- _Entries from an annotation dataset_
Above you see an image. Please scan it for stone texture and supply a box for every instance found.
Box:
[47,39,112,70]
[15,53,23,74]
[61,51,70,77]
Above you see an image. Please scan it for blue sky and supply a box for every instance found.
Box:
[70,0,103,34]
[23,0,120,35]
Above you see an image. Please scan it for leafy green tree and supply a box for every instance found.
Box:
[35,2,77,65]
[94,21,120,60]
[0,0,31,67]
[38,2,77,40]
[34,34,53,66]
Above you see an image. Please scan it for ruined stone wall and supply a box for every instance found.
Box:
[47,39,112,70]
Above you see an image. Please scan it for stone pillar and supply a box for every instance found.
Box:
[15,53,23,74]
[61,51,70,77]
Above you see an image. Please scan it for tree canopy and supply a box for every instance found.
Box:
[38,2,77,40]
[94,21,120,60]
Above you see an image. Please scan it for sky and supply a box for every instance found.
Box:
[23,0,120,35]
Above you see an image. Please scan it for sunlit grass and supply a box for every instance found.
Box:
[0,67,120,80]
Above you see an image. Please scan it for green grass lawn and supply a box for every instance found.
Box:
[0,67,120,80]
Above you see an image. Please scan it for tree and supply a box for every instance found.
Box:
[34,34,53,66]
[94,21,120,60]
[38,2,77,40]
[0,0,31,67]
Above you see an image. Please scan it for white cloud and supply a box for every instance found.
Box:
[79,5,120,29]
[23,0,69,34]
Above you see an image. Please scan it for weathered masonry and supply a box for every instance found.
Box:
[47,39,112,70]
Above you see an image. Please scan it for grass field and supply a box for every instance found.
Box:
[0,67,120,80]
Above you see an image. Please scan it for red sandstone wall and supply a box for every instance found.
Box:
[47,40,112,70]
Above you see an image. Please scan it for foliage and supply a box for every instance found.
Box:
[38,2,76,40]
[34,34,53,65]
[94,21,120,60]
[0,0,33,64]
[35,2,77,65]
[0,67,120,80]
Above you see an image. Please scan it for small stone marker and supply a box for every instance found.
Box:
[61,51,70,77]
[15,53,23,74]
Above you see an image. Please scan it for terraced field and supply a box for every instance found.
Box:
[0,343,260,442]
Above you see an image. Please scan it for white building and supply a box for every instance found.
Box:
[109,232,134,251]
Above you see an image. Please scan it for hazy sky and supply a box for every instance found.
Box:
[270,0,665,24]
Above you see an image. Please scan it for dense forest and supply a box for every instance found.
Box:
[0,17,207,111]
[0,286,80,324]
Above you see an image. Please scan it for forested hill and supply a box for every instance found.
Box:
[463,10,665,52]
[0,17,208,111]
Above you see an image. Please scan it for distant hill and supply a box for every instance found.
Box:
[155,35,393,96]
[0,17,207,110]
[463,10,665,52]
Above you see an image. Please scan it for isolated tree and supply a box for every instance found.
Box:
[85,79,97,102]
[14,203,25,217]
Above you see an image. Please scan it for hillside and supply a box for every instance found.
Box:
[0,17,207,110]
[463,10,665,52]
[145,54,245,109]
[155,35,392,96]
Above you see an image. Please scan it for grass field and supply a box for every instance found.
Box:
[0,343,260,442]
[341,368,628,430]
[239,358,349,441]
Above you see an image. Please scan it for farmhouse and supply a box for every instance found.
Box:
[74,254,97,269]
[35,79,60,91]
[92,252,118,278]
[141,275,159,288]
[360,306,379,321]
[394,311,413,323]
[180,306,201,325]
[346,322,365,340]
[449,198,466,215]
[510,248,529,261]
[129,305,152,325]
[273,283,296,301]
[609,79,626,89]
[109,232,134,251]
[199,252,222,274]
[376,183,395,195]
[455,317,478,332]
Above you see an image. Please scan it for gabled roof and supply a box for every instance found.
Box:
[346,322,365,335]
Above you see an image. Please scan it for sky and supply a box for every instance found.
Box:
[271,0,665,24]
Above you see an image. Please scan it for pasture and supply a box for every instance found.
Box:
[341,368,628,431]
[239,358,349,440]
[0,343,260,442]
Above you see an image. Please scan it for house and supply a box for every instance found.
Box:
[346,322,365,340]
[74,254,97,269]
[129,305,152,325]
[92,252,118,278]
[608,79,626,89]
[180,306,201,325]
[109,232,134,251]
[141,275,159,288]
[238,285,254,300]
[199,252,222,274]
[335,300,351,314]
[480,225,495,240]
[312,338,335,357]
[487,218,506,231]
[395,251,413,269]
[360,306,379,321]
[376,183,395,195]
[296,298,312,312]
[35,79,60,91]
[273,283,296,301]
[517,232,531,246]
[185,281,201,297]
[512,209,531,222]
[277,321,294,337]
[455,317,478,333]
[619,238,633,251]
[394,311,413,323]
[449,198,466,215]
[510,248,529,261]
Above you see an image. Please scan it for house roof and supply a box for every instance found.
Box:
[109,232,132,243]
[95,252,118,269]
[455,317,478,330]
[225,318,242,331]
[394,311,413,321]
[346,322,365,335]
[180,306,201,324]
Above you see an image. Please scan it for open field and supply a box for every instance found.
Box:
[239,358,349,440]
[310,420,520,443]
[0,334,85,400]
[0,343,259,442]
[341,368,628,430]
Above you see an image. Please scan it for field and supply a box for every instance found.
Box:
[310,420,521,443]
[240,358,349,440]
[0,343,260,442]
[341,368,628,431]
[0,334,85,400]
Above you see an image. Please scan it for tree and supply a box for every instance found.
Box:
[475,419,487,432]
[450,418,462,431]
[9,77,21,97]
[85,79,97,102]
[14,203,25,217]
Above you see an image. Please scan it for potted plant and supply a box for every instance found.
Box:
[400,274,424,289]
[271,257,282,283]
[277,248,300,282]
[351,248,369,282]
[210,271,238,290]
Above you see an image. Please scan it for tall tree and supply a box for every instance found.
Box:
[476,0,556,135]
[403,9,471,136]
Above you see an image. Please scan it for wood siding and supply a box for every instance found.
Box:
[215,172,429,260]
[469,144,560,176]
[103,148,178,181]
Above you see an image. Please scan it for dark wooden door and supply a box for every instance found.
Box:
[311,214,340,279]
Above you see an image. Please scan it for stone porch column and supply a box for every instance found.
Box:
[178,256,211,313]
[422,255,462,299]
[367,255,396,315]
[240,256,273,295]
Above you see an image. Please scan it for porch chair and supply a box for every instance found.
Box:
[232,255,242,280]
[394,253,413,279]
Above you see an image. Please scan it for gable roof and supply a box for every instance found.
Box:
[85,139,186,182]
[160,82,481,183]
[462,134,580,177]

- _What is being asked_
Recopy the entries above exactly, with every line included.

- _The reply_
Above you see an image. Please scan it for stone texture and supply a box for every instance found.
Box:
[47,39,112,70]
[15,53,23,74]
[61,51,70,77]
Above you see an image. Please scan it for blue sky and supply a box for every instance found.
Box:
[70,0,103,34]
[23,0,120,35]
Above you see an image. Please scan it for leafy green tree and supply a box for every instance found.
Box:
[35,2,77,65]
[94,21,120,60]
[0,0,31,67]
[38,2,77,40]
[34,34,53,66]
Above you see an image. Please scan it for ruined stone wall and supply a box for every instance found.
Box:
[47,39,112,70]
Above you see an image. Please scan it for stone pillar and supply a box for every instance found.
Box:
[15,53,23,74]
[61,51,70,77]
Above you see an image. Please scan it for tree canopy and supply a box for every instance found.
Box:
[38,2,77,40]
[94,21,120,60]
Above you see an image. Please scan it for sky and supply a box for every instance found.
Box:
[23,0,120,35]
Above you see an image. Please scan it for sunlit grass and supply a box for every instance found.
Box:
[0,67,120,80]
Above you see an image. Please scan it for green grass lawn and supply a box for every instance found.
Box:
[0,67,120,80]
Above you see an image. Please scan it for tree and supply a box for every instance found.
Box:
[34,34,53,66]
[94,21,120,60]
[38,2,77,40]
[0,0,31,67]
Above you see an image. Please scan it for white cloud and supply a box for every instance found.
Box:
[79,5,120,29]
[23,0,69,34]
Above you see an image. Please scan it for weathered masonry and supply a box for every instance found.
Box:
[47,39,112,70]
Above you see an image. Please scan it for grass field and supply a box for every instance found.
Box:
[0,67,120,80]
Above you see an image. Please scan it for red sandstone wall and supply a box for every instance found.
Box:
[47,40,112,70]
Above you see an image. Please scan it for foliage and supply a box for every instance found.
Box:
[38,2,76,40]
[34,34,53,65]
[94,21,120,60]
[0,0,33,64]
[35,2,77,65]
[0,67,120,80]
Above you see an image. Please scan it for small stone marker and supply a box for every instance found.
Box:
[61,51,70,77]
[15,53,23,74]
Above you see an image. Please scan it for terraced field and supply a box for every instance found.
Box:
[0,343,260,442]
Above you see an image. Please scan it for white building and supply a box for every instance found.
Box:
[109,232,134,251]
Above you see an image. Please scan it for hazy sky and supply a box for every instance found.
Box:
[270,0,665,24]
Above you see an image. Please scan it for dense forest and supply a box for every instance found.
Box:
[0,17,207,111]
[0,286,80,324]
Above you see an image. Please scan it for forested hill and supply a box for every instance found.
Box:
[463,10,665,52]
[0,17,208,111]
Above you see an image. Please scan it for distant hill and supply a box for every instance found.
Box:
[155,35,393,96]
[0,17,207,110]
[463,10,665,52]
Above you see an image. Please scan it for isolated tree and supply a box for every instance found.
Box:
[85,79,97,102]
[14,203,25,217]
Above you see an image. Please scan it for hillside and supply a box for every instance found.
Box:
[0,17,207,110]
[463,10,665,52]
[145,54,245,109]
[155,35,392,96]
Above you see an image. Please scan it for grass field and supply a box for every instance found.
Box:
[0,343,260,442]
[341,368,628,430]
[239,358,349,441]
Above you see an image. Please scan it for farmhouse and supply a box for every instance found.
Box:
[74,254,97,269]
[35,79,60,91]
[92,252,118,278]
[141,275,159,288]
[360,306,379,321]
[394,311,413,323]
[180,306,201,325]
[346,322,365,340]
[449,198,466,215]
[510,248,529,261]
[129,305,152,325]
[273,283,296,301]
[609,79,626,89]
[109,232,134,251]
[199,252,222,274]
[376,183,395,195]
[455,317,478,332]
Above you see an image. Please scan it for gabled roof and supply a box for every instance found.
Box:
[346,322,365,335]
Above you see an image. Please scan it for sky and supply a box for every instance found.
Box:
[271,0,665,24]
Above you see an image. Please scan it for pasture and supply a box for every instance found.
Box:
[341,368,628,431]
[239,358,349,440]
[0,343,260,442]
Above you see an image. Please scan it for house and supply a box for every instance found.
Box:
[346,322,365,340]
[74,254,97,269]
[129,305,152,325]
[92,252,118,278]
[608,79,626,89]
[180,306,201,325]
[109,232,134,251]
[141,275,159,288]
[238,285,254,300]
[199,252,222,274]
[335,300,351,314]
[480,225,495,240]
[312,338,335,357]
[487,218,506,231]
[395,251,413,269]
[360,306,379,321]
[376,183,395,195]
[296,298,312,312]
[35,79,60,91]
[273,283,296,301]
[517,232,531,246]
[185,281,201,297]
[512,209,531,222]
[277,321,294,337]
[455,317,478,333]
[619,238,633,251]
[394,311,413,323]
[449,198,466,215]
[510,248,529,261]
Above you see an image. Please scan it for house roof and supply a box for every instance found.
Box:
[109,232,132,243]
[95,252,118,269]
[455,317,478,330]
[225,318,242,331]
[394,311,413,321]
[346,322,365,335]
[180,306,201,324]
Above you see an image. Please scan it for open field and supply a box for every instance found.
Box:
[239,358,349,440]
[310,420,520,443]
[0,334,85,400]
[0,343,259,442]
[341,368,628,430]
Above you see an image. Please scan it for field and supply a box for every instance found.
Box:
[310,420,521,443]
[240,358,349,440]
[0,343,260,442]
[341,368,628,431]
[0,334,85,400]
Above you see an image. Please scan it for tree and supply a box for every instance found.
Box:
[475,419,487,432]
[450,418,462,431]
[9,77,21,97]
[85,79,97,102]
[14,203,25,217]
Above you see an image. Please scan it for potted plant and supply a box for every instance found.
Box:
[400,274,424,289]
[271,257,282,283]
[277,248,300,282]
[351,248,369,282]
[210,271,238,290]
Above you see an image. Please scan it for tall tree and supply a box for every instance found.
Box:
[476,0,556,135]
[403,9,471,136]
Above you see an image. Please scan it for wood siding and supply a box for every instance found.
Box:
[215,172,429,260]
[469,144,560,176]
[103,148,178,181]
Above you see an image. Please scan it for dark wooden door and supply a box for every instance found.
Box:
[311,214,340,279]
Above you see an image. Please scan it for stone porch column and supply a box for every instance found.
Box:
[178,256,211,313]
[422,255,462,299]
[367,255,396,315]
[240,256,273,295]
Above you see an image. Please scan it for porch chair and supply a box for every instance found.
Box:
[232,255,242,280]
[394,253,413,279]
Above you see an image. Please scan it for gable roof and supply a box for every instance found.
Box:
[85,139,186,182]
[160,82,481,183]
[462,134,580,177]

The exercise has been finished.